§ **What to do**: Reproduce the records below exactly as they appear.
─── Record list
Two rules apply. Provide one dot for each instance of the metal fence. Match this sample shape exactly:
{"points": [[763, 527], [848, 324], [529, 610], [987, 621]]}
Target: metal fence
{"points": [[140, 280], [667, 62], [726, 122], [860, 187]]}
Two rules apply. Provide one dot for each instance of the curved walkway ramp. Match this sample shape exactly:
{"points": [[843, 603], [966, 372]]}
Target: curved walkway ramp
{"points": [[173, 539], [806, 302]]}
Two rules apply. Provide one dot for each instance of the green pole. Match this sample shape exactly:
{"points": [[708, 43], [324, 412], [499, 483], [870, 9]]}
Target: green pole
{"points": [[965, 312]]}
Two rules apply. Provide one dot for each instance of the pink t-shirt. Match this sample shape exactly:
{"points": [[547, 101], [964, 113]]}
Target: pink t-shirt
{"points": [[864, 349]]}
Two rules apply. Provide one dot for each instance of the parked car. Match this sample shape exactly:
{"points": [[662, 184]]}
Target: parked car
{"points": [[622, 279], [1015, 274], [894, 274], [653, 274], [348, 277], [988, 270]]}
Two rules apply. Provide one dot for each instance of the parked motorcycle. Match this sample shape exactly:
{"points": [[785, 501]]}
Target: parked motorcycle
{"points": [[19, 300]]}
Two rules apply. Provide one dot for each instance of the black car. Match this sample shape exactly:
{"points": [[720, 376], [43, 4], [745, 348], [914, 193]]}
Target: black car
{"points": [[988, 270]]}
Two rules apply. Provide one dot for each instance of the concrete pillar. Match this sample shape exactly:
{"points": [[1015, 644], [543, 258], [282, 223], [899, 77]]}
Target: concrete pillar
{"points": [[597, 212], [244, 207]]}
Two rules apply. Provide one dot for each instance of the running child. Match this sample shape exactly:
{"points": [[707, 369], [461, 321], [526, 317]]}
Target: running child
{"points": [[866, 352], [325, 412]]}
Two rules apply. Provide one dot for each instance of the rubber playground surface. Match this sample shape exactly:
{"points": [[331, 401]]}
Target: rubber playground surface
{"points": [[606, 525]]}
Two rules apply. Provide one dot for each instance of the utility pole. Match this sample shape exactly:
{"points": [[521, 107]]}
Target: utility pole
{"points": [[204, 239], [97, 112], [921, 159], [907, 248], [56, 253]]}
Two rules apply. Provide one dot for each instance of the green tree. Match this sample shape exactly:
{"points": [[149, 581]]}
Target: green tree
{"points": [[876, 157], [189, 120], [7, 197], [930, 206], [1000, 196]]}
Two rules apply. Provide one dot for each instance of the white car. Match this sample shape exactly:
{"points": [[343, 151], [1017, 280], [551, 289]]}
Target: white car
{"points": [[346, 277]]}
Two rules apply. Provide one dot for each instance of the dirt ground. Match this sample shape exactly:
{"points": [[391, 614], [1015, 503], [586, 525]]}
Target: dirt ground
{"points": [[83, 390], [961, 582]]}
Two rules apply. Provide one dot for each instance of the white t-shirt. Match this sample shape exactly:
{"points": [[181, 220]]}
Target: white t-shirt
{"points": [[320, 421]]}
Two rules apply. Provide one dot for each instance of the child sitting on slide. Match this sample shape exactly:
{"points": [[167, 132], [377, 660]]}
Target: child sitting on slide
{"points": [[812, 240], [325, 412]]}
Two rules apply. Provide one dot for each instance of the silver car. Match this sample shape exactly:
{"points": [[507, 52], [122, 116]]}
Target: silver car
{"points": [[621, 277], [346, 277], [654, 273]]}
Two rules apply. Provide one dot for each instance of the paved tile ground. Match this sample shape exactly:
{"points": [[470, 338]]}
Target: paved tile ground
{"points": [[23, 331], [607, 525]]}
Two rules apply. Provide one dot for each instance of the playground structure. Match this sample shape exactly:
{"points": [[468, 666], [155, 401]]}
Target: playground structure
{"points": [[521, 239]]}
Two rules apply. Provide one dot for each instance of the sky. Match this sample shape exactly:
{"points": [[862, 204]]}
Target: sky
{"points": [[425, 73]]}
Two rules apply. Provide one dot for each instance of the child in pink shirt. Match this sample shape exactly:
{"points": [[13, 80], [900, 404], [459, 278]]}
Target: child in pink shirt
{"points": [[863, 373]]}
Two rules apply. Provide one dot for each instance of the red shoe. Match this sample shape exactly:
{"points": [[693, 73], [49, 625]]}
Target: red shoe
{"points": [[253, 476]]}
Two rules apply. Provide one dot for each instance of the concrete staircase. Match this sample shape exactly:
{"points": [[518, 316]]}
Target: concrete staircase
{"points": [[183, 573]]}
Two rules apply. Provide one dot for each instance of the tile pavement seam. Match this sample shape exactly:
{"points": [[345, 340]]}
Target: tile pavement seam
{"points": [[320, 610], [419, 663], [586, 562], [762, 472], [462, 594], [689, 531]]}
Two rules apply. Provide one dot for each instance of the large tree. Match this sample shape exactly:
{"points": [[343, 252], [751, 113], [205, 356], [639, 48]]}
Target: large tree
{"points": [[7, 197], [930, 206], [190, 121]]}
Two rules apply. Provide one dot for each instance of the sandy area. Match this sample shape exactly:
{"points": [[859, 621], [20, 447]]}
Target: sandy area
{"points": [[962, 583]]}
──────
§ **Answer to this exercise**:
Two rules apply. Provide one dot for each instance of the metal fence. Match this sample shape exactly:
{"points": [[763, 527], [848, 324], [529, 610], [987, 621]]}
Target: metal fence
{"points": [[140, 280], [667, 62], [726, 122], [860, 187]]}
Two rules apply. Provide one dot for each instance of the curved walkway ramp. Match this sample shape exactly:
{"points": [[843, 603], [966, 372]]}
Target: curved walkway ramp
{"points": [[173, 539], [806, 302]]}
Two rules apply. Provide one dot for each instance of the green pole. Match this sample shape exactly:
{"points": [[708, 43], [324, 412], [499, 483], [870, 9]]}
Target: green pole
{"points": [[965, 312]]}
Two rules apply. Provide one dot for each instance of the pink t-shirt. Match this sample shape exactly:
{"points": [[547, 101], [964, 113]]}
Target: pink t-shirt
{"points": [[864, 349]]}
Two rules apply. Provide one dot for each instance of the parked car. Match this sample shape exactly:
{"points": [[662, 184]]}
Target: parked car
{"points": [[622, 279], [1015, 274], [894, 274], [653, 274], [348, 277], [988, 270]]}
Two rules apply. Provide one dot for each instance of the parked motorcycle. Match this sample shape exactly:
{"points": [[785, 501]]}
Target: parked motorcycle
{"points": [[19, 300]]}
Two rules apply. Provide one dot for each instance of the black car. Match this sample shape exactly:
{"points": [[720, 376], [43, 4], [745, 348], [914, 193]]}
Target: black car
{"points": [[988, 270]]}
Two rules apply. Provide one dot for each instance of the concrete pillar. Match this sample shape exactly:
{"points": [[1015, 644], [543, 258], [282, 223], [899, 77]]}
Target: concrete pillar
{"points": [[597, 212], [244, 207]]}
Two rules apply. Provide one dot for each instance of the running child. Match this sample shape exactly:
{"points": [[707, 369], [461, 321], [526, 317]]}
Target: running child
{"points": [[866, 352], [325, 412]]}
Two rules apply. Provide one dot for each instance of the rubber playground surface. Match this sample shape exactly:
{"points": [[331, 401]]}
Target: rubber playground surface
{"points": [[606, 525]]}
Two rules apply. Provide one dot for each instance of the utility pole. Match this sample shape exactly:
{"points": [[521, 107]]}
Target: utility pole
{"points": [[204, 239], [97, 112], [921, 159], [907, 248], [56, 253]]}
Two rules apply. Provide one dot for each instance of the green tree. Match this sample shape exactly:
{"points": [[149, 581]]}
Target: green tree
{"points": [[876, 157], [189, 120], [7, 197], [930, 206], [1000, 196]]}
Two rules apply. Provide one dot for each instance of the white car. Match this sample shape exactly:
{"points": [[343, 151], [1017, 280], [551, 289]]}
Target: white car
{"points": [[346, 277]]}
Two rules apply. Provide one dot for each instance of the dirt ground. Match this sample shape exactly:
{"points": [[391, 614], [1015, 503], [586, 525]]}
Target: dirt ground
{"points": [[83, 390], [961, 582]]}
Two rules apply. Provide one dot for each instance of the white t-shirt. Match this sample shape exactly:
{"points": [[181, 220]]}
Target: white t-shirt
{"points": [[320, 421]]}
Two rules apply. Provide one dot for each instance of the child sitting on slide. Match this sample shape exactly:
{"points": [[167, 132], [377, 660]]}
Target: child sitting on slide
{"points": [[812, 240], [325, 412]]}
Two rules apply. Provide one dot for each instance of the silver car. Match this sample shape exactly:
{"points": [[507, 52], [122, 116]]}
Target: silver car
{"points": [[621, 277], [346, 277], [654, 273]]}
Two rules apply. Provide one dot for each instance of the paved tile ground. Match this sample shape exactly:
{"points": [[470, 338]]}
Target: paved tile ground
{"points": [[23, 331], [607, 525]]}
Two rules apply. Provide one dot for each instance of the playground structure. Match this sample shape exactly:
{"points": [[468, 666], [155, 401]]}
Target: playground structure
{"points": [[521, 239]]}
Two rules apply. Provide one dot for each instance of the sky. Match this sample shape exactly:
{"points": [[862, 204]]}
Target: sky
{"points": [[425, 73]]}
Two rules apply. Provide one dot for each instance of the child in pink shirt. Match this sample shape exactly:
{"points": [[13, 80], [900, 404], [459, 278]]}
Target: child in pink shirt
{"points": [[863, 373]]}
Two rules apply. Provide one dot for each instance of the red shoe. Match this sample shape exactly:
{"points": [[693, 73], [49, 625]]}
Target: red shoe
{"points": [[253, 476]]}
Two rules apply. Provide one dot for each instance of the concrete staircase. Match this sample shape exactly:
{"points": [[518, 316]]}
Target: concrete staircase
{"points": [[183, 573]]}
Two rules apply. Provide one dot for each instance of the tile pavement seam. Match this sample shape exactly:
{"points": [[345, 340]]}
Target: tile pavement seam
{"points": [[320, 610], [419, 663], [586, 562], [762, 472], [462, 594], [689, 531]]}
Two rules apply. Provide one dot for each instance of the large tree. Match this sample shape exactly:
{"points": [[343, 252], [751, 113], [205, 356], [639, 48]]}
Target: large tree
{"points": [[7, 197], [930, 206], [190, 121]]}
Two rules apply. Provide one dot for each instance of the sandy area. Match this sample shape exactly:
{"points": [[859, 621], [20, 447]]}
Target: sandy area
{"points": [[962, 583]]}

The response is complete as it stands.